SELECTED EXTRACT
Atlantic Militia Area 
 Atlantic Militia Area, in Halifax covering New Brunswick, Newfoundland, Nova Scotia, and Prince Edward Island
 Eastern New Brunswick Militia District, in Saint John
 2nd Btn, The Royal New Brunswick Regiment, in Bathurst
 31 (Saint John) Service Battalion, in Saint John
 Western New Brunswick District Militia District, in CFB Moncton (Merged with Eastern New Brunswick Militia District in 1992)
 1st Btn, The Royal New Brunswick Regiment, in Fredericton
 32 (Moncton) Service Battalion, in Moncton
 Western Nova Scotia Militia District, in Halifax
 The Princess Louise Fusiliers, in Halifax
 West Nova Scotia Regiment, in Aldershot
 1st (Halifax-Dartmouth) Field Artillery Regiment, RCA, in Halifax
 33 (Halifax) Service Battalion, in Halifax
 84th Independent Field Battery, RCA, in Yarmouth
 20th Field Engineer Squadron, in Halifax
 Cape Breton Militia District, in Sydney (Merged with the Western Nova Scotia Militia District in 1992)
 1st Btn, The Nova Scotia Highlanders (North), in Truro
 2nd Btn, The Nova Scotia Highlanders (Cape Breton), in Sydney
 45th Field Engineer Squadron, in Sydney
 35 (Sydney) Service Battalion, in Sydney
 Newfoundland Militia District, in St. John's
 1st Btn, Royal Newfoundland Regiment, in St. John's
 2nd Btn, Royal Newfoundland Regiment, in Grand Falls-Windsor
 3rd Field Artillery Regiment, RCA, in St. John's
 56th Field Engineer Squadron, in St. John's
 36 (Newfoundland) Service Battalion, in St. John's
 Prince Edward Island Militia District, in Charlottetown (Merged with the Eastern New Brunswick Militia District in 1992)
 The Prince Edward Island Regiment (RCAC), in Charlottetown

Quebec Militia Area 
 Quebec Militia Area, in Montreal covering Quebec
 Montreal Militia District (Milice du district 1 du Québec), in Montreal
 The Royal Canadian Hussars (Montreal), in Montreal
 Le Régiment de Hull (RCAC), in Gatineau
 The Canadian Grenadier Guards, in Montreal
 The Black Watch (Royal Highland Regiment) of Canada, in Montreal
 4th Battalion, Royal 22e Régiment (Châteauguay), in Laval
 6th Battalion, Royal 22e Régiment, in Saint-Hyacinthe
 Les Fusiliers Mont-Royal, in Montreal
 Le Régiment de Maisonneuve, in Montreal
 The Royal Montreal Regiment, in Westmount
 2e Régiment d'artillerie de campagne, ARC, in Montreal
 3e Régiment du génie, in Westmount
 51 (Montreal) Bataillon des services, in Montreal
 Sherbrooke Militia District (Milice du district 2 du Québec), in Sherbrooke (Merged with the Quebec Militia District)

[Region pointing lines]

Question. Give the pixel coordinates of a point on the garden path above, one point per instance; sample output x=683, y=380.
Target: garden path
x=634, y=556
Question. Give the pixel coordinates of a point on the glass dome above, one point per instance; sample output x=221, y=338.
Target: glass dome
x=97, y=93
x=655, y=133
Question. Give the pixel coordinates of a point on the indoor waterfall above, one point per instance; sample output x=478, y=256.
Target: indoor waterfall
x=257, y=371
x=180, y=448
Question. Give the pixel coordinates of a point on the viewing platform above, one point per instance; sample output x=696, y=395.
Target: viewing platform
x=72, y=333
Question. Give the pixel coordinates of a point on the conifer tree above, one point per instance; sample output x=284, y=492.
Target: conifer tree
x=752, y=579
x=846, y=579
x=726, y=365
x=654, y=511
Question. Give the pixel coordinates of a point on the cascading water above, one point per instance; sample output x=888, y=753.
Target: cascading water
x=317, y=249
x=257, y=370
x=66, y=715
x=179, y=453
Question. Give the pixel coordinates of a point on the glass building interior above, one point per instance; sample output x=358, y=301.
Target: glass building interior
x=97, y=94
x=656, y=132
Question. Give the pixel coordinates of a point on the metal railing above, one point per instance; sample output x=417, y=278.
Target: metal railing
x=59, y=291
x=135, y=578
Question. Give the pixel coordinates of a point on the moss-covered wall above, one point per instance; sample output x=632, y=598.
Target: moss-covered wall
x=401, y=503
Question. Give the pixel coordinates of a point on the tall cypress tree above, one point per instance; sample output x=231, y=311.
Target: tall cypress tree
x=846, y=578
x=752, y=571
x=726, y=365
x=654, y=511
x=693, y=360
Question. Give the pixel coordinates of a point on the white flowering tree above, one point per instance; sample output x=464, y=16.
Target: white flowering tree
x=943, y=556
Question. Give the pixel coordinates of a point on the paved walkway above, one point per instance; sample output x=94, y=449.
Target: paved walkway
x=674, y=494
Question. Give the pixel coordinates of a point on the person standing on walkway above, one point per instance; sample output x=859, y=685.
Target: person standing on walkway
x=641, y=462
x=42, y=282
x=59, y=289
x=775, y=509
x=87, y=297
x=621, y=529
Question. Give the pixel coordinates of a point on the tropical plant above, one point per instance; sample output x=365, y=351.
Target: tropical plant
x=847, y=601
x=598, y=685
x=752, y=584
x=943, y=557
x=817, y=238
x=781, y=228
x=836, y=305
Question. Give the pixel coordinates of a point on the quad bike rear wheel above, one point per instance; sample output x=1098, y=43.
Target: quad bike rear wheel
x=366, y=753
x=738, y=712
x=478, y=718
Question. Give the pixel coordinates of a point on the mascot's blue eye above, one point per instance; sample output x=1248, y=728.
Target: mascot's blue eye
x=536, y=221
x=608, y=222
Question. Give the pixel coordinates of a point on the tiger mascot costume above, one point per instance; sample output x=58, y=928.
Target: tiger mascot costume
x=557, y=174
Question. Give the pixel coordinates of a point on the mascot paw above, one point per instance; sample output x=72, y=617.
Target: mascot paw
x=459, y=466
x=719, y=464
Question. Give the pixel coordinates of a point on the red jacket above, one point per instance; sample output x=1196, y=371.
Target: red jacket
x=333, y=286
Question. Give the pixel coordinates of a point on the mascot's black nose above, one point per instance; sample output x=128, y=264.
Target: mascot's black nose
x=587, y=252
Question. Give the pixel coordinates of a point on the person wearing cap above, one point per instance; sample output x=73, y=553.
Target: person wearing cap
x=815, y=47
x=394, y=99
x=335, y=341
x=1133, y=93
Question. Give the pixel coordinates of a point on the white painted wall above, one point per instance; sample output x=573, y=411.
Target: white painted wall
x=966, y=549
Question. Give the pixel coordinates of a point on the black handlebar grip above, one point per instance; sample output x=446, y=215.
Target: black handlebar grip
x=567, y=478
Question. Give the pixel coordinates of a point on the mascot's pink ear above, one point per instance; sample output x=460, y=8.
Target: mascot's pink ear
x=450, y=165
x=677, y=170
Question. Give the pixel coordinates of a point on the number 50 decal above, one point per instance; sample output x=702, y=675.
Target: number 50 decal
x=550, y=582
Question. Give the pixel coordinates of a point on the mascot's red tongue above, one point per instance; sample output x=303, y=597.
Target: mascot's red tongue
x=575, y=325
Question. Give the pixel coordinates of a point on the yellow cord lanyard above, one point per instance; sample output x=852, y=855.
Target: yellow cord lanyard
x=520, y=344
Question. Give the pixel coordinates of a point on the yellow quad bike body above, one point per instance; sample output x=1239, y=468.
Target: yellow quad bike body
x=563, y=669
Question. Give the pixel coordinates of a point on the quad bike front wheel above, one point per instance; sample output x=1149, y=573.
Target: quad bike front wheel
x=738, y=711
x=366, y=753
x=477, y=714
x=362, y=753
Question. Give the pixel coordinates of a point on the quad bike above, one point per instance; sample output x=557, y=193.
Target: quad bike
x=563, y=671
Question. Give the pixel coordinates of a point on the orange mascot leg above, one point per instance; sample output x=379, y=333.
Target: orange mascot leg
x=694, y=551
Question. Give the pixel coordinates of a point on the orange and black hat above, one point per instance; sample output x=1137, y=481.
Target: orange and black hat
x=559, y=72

QUESTIONS TO ANSWER
A - From the militia listing, name every militia district that was merged in 1992, and give the district each one was merged with.
B - Extract the passage of the militia listing starting at "1st Btn, The Nova" and ending at "the Eastern New Brunswick Militia District in 1992)".

ANSWERS TO THE EXERCISES
A -
- Western New Brunswick District Militia District: merged with the Eastern New Brunswick Militia District
- Cape Breton Militia District: merged with the Western Nova Scotia Militia District
- Prince Edward Island Militia District: merged with the Eastern New Brunswick Militia District

B -
1st Btn, The Nova Scotia Highlanders (North), in Truro
 2nd Btn, The Nova Scotia Highlanders (Cape Breton), in Sydney
 45th Field Engineer Squadron, in Sydney
 35 (Sydney) Service Battalion, in Sydney
 Newfoundland Militia District, in St. John's
 1st Btn, Royal Newfoundland Regiment, in St. John's
 2nd Btn, Royal Newfoundland Regiment, in Grand Falls-Windsor
 3rd Field Artillery Regiment, RCA, in St. John's
 56th Field Engineer Squadron, in St. John's
 36 (Newfoundland) Service Battalion, in St. John's
 Prince Edward Island Militia District, in Charlottetown (Merged with the Eastern New Brunswick Militia District in 1992)